**WRITTEN INSTRUCTION A:** Could you copy out the entries below verbatim, from the line containing "Phrase: gray knit sweater" through the final line of the entries?

[Reader-list] music sharing enhances creativity

Arun Mehta amehta at giasdl01.vsnl.net.in
Tue Aug 21 09:03:37 IST 2001


http://www.nytimes.com/2001/08/20/arts/20ARTS.html?todaysheadlines (but you 
need to be registered there -- well worth it)
Why Just Listen to Pop When You Can Mix Your Own?
By MATTHEW MIRAPAUL



"I like taking someone else's ideas, bringing them into your own head and 
trying to make sense of them through your own interpretation," Mr. Kenniff 
said. Judging from Bjork Remix Web, a remarkable site at www.arktikos.com, 
he has plenty of company. Mr. Kenniff's remake of "Hidden Place" is one of 
10 "Vespertine" tracks on the site. Overall it contains nearly 800 remixes, 
submitted by about 160 different Internet contributors, of songs taken from 
Bjork's five solo albums. If transferred to compact disc, the fan-made 
music would fill about 50 albums.

**RECORDS SHOWN:**
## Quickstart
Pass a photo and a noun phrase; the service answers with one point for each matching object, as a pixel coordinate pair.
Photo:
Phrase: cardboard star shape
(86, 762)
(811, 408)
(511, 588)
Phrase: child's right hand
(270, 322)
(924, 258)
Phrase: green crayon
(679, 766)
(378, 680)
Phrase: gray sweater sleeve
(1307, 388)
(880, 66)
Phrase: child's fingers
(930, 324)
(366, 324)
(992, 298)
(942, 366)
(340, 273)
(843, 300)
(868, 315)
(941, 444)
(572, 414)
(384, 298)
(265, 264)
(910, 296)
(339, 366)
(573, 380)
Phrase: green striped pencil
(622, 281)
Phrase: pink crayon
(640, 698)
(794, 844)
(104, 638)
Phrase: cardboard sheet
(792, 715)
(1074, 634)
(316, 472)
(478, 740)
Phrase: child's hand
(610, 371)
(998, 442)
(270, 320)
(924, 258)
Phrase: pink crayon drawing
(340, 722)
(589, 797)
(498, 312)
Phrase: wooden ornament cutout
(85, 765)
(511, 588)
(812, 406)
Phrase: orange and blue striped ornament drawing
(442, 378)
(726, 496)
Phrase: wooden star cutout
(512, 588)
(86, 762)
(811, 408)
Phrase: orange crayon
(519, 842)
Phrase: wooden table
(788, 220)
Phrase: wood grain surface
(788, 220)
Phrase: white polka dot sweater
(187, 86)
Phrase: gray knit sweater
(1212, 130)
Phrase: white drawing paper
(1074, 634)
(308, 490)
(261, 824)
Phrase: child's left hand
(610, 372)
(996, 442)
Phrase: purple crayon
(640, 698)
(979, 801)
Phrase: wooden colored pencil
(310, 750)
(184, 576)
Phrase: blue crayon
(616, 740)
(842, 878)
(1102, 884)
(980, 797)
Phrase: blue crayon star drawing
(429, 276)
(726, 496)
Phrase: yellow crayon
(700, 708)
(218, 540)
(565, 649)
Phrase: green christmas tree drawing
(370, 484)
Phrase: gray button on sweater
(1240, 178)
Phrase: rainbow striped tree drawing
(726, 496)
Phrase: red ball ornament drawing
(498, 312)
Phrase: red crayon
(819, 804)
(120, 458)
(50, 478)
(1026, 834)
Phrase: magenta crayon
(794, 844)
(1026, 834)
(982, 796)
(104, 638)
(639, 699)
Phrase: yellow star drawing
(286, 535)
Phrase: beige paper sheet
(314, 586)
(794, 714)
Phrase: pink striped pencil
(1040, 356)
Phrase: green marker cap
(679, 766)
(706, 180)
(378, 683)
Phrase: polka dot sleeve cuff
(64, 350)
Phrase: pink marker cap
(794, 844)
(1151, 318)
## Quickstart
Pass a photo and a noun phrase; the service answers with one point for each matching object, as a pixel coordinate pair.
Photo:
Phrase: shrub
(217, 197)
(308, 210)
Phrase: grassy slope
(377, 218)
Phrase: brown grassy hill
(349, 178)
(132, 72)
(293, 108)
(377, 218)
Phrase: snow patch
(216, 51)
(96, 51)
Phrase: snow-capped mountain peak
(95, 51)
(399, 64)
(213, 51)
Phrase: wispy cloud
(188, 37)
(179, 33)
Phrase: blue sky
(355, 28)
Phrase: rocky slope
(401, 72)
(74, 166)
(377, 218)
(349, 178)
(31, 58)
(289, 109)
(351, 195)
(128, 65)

**WRITTEN INSTRUCTION B:** Can you keep writing the article on Bjork fan remixes, picking up after its last sentence?

**TASK OUTPUT A:**
Phrase: gray knit sweater
(1212, 130)
Phrase: white drawing paper
(1074, 634)
(308, 490)
(261, 824)
Phrase: child's left hand
(610, 372)
(996, 442)
Phrase: purple crayon
(640, 698)
(979, 801)
Phrase: wooden colored pencil
(310, 750)
(184, 576)
Phrase: blue crayon
(616, 740)
(842, 878)
(1102, 884)
(980, 797)
Phrase: blue crayon star drawing
(429, 276)
(726, 496)
Phrase: yellow crayon
(700, 708)
(218, 540)
(565, 649)
Phrase: green christmas tree drawing
(370, 484)
Phrase: gray button on sweater
(1240, 178)
Phrase: rainbow striped tree drawing
(726, 496)
Phrase: red ball ornament drawing
(498, 312)
Phrase: red crayon
(819, 804)
(120, 458)
(50, 478)
(1026, 834)
Phrase: magenta crayon
(794, 844)
(1026, 834)
(982, 796)
(104, 638)
(639, 699)
Phrase: yellow star drawing
(286, 535)
Phrase: beige paper sheet
(314, 586)
(794, 714)
Phrase: pink striped pencil
(1040, 356)
Phrase: green marker cap
(679, 766)
(706, 180)
(378, 683)
Phrase: polka dot sleeve cuff
(64, 350)
Phrase: pink marker cap
(794, 844)
(1151, 318)
## Quickstart
Pass a photo and a noun phrase; the service answers with one point for each matching object, as a pixel coordinate pair.
Photo:
Phrase: shrub
(217, 197)
(308, 210)
Phrase: grassy slope
(377, 218)
Phrase: brown grassy hill
(349, 178)
(132, 72)
(293, 108)
(377, 218)
Phrase: snow patch
(216, 51)
(96, 51)
Phrase: snow-capped mountain peak
(95, 51)
(399, 64)
(213, 51)
Phrase: wispy cloud
(188, 37)
(179, 33)
Phrase: blue sky
(355, 28)
Phrase: rocky slope
(401, 72)
(74, 166)
(377, 218)
(349, 178)
(31, 58)
(289, 109)
(351, 195)
(128, 65)

**TASK OUTPUT B:**
The site's growth demonstrates how digital technology, abetted by the 
Internet, is turning fans from passive acolytes to active participants in 
the artistic process. In postmodern culture, in which existing elements are 
routinely cut, pasted and blended into new works, computers are providing 
handy tools for these transformations, and the Internet is supplying an 
eager audience for the results.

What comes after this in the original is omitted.